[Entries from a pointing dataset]
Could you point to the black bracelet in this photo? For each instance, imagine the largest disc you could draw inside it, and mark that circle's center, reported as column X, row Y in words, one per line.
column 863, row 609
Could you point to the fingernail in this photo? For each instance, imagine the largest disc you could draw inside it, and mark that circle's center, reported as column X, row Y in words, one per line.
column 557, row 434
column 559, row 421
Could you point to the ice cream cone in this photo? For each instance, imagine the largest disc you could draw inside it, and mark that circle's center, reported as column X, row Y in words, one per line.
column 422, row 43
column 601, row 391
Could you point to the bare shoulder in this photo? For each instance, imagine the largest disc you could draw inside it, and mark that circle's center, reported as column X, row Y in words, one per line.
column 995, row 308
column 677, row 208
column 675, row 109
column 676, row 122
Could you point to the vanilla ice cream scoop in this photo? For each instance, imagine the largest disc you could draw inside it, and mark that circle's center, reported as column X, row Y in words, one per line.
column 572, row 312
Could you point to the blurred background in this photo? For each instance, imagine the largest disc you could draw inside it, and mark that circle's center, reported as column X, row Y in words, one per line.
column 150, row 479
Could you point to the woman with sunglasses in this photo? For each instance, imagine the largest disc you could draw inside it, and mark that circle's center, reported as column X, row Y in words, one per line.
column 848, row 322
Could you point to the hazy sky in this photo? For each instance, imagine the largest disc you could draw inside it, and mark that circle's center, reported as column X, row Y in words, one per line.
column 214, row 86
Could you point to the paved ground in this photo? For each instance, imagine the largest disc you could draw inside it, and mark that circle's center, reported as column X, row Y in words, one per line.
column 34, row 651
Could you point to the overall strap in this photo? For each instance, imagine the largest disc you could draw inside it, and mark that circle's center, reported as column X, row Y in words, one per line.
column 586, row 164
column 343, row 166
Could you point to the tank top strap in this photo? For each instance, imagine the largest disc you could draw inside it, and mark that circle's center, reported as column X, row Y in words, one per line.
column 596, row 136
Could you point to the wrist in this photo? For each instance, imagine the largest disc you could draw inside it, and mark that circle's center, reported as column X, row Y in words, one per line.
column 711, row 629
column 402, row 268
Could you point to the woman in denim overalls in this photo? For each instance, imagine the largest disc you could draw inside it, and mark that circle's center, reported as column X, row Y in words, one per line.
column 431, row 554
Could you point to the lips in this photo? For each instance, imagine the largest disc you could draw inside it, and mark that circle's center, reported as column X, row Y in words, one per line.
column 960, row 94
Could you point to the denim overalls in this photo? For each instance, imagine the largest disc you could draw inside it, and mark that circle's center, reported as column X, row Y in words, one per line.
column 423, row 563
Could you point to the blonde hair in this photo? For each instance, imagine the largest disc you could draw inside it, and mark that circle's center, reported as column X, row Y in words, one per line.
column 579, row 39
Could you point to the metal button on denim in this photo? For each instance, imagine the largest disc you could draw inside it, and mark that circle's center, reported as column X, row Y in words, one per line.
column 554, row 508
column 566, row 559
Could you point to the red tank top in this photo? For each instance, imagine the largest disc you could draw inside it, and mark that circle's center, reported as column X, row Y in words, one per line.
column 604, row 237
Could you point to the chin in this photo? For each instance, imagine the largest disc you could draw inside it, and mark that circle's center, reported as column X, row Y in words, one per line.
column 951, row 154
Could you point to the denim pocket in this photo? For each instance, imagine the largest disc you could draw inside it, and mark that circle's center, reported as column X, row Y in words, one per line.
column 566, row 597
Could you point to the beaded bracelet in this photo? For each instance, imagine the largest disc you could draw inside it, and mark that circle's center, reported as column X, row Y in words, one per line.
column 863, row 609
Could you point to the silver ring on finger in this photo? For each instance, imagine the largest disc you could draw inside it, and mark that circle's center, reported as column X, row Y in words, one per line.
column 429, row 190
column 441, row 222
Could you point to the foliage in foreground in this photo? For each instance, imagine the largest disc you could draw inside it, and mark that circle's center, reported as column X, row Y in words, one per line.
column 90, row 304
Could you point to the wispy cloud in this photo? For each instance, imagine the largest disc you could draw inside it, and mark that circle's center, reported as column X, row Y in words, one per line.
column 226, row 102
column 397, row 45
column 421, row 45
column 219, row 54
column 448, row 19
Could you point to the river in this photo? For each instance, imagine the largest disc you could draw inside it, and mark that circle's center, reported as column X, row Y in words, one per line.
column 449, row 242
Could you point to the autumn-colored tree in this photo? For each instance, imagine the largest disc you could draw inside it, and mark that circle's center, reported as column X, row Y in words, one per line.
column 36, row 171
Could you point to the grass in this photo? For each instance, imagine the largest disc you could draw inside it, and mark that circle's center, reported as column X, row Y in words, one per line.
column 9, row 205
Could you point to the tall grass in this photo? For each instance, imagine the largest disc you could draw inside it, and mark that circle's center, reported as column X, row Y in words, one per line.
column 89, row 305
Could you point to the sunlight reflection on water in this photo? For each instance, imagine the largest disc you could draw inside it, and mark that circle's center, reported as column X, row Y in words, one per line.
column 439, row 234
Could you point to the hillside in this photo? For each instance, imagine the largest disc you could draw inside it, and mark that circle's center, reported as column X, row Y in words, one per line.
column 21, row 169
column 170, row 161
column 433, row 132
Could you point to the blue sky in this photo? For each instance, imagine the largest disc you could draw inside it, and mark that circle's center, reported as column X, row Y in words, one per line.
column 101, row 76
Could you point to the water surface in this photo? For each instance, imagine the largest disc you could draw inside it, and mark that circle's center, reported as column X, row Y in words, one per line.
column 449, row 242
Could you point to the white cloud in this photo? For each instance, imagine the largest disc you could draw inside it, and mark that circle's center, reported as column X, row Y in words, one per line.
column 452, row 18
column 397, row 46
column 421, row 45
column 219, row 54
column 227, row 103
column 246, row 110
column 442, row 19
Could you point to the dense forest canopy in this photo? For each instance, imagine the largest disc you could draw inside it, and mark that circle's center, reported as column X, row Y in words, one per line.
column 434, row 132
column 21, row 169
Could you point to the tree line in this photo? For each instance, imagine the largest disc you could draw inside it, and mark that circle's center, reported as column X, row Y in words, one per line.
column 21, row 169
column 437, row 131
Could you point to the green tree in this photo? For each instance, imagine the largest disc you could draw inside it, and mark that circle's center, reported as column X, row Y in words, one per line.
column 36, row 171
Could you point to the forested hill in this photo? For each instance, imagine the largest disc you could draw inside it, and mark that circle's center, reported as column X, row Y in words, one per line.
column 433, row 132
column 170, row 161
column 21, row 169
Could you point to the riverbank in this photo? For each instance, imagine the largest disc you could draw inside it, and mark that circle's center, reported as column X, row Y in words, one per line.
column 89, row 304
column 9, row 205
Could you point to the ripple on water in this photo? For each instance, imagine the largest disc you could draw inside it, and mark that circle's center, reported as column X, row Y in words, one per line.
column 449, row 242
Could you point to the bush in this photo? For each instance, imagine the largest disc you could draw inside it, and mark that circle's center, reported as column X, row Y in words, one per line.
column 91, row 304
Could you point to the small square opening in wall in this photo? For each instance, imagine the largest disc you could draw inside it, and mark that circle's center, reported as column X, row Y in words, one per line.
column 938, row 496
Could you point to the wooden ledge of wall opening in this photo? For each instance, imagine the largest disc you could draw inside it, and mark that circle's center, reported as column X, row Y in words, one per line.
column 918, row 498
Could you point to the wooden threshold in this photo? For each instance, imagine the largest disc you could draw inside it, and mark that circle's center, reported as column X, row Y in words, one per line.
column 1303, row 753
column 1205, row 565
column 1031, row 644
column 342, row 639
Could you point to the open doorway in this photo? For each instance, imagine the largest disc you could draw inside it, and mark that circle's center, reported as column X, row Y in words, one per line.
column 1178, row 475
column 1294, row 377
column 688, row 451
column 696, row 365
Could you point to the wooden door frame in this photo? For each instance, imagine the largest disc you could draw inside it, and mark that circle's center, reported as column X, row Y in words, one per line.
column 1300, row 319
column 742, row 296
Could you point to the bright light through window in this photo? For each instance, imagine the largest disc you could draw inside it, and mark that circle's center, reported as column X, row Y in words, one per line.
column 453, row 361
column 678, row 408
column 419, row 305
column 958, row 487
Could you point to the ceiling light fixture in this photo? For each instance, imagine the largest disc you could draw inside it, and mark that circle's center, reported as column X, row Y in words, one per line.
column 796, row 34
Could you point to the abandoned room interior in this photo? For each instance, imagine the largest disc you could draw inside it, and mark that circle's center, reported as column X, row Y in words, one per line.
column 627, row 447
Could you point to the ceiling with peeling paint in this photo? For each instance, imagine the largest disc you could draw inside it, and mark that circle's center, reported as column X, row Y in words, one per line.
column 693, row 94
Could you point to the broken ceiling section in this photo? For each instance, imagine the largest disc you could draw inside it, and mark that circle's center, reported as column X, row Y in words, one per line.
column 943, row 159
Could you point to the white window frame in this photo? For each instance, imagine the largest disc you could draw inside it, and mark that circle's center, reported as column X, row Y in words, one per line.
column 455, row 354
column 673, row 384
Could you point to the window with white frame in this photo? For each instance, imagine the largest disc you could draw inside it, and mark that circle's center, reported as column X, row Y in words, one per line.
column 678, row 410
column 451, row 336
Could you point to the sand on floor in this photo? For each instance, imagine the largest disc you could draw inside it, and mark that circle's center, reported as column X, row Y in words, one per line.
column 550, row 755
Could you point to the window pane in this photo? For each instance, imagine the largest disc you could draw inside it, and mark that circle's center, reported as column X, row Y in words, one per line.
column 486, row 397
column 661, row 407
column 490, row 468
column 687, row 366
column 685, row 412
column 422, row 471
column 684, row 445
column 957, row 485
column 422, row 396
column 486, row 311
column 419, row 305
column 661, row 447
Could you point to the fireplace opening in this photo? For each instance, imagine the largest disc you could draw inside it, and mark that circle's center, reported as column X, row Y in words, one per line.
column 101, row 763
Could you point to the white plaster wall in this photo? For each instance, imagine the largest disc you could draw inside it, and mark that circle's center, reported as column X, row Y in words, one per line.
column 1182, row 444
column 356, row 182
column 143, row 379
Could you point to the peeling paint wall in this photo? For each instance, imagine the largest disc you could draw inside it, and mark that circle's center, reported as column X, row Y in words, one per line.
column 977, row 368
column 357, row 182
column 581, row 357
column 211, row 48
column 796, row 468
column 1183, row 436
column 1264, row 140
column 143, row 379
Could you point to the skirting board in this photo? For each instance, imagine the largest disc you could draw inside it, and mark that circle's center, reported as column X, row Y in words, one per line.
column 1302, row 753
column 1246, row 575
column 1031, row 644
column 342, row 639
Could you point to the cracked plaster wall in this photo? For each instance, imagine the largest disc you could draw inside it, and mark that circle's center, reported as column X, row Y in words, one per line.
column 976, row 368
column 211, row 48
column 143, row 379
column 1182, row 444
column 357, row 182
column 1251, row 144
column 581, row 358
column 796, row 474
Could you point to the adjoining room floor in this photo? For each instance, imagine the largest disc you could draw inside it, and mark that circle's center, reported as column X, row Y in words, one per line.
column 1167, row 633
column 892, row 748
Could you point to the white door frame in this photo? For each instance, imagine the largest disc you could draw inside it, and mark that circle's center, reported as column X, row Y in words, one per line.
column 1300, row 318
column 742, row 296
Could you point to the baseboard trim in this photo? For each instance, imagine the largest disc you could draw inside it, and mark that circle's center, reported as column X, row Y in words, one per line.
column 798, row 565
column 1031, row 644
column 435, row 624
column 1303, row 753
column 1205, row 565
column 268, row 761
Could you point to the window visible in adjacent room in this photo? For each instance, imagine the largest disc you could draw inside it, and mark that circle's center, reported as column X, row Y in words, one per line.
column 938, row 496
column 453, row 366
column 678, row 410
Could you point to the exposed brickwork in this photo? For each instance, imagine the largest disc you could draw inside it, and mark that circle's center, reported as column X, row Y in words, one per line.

STATED GOAL: Output only the lines running from the line with "Could you point to the window visible" through the final line of the data, inclusive.

TASK SOLUTION:
Could you point to the window visible in adjacent room in this photo? For each instance, imagine the largest disc you could draw inside it, and mark that circle's center, reported as column X, row Y in words, one per line.
column 938, row 496
column 453, row 366
column 678, row 410
Could you point to the exposed brickwork in this photo? For each instance, imagine the largest disc you could draw inside it, and mark that circle's center, reported as column X, row Y in words, one per line.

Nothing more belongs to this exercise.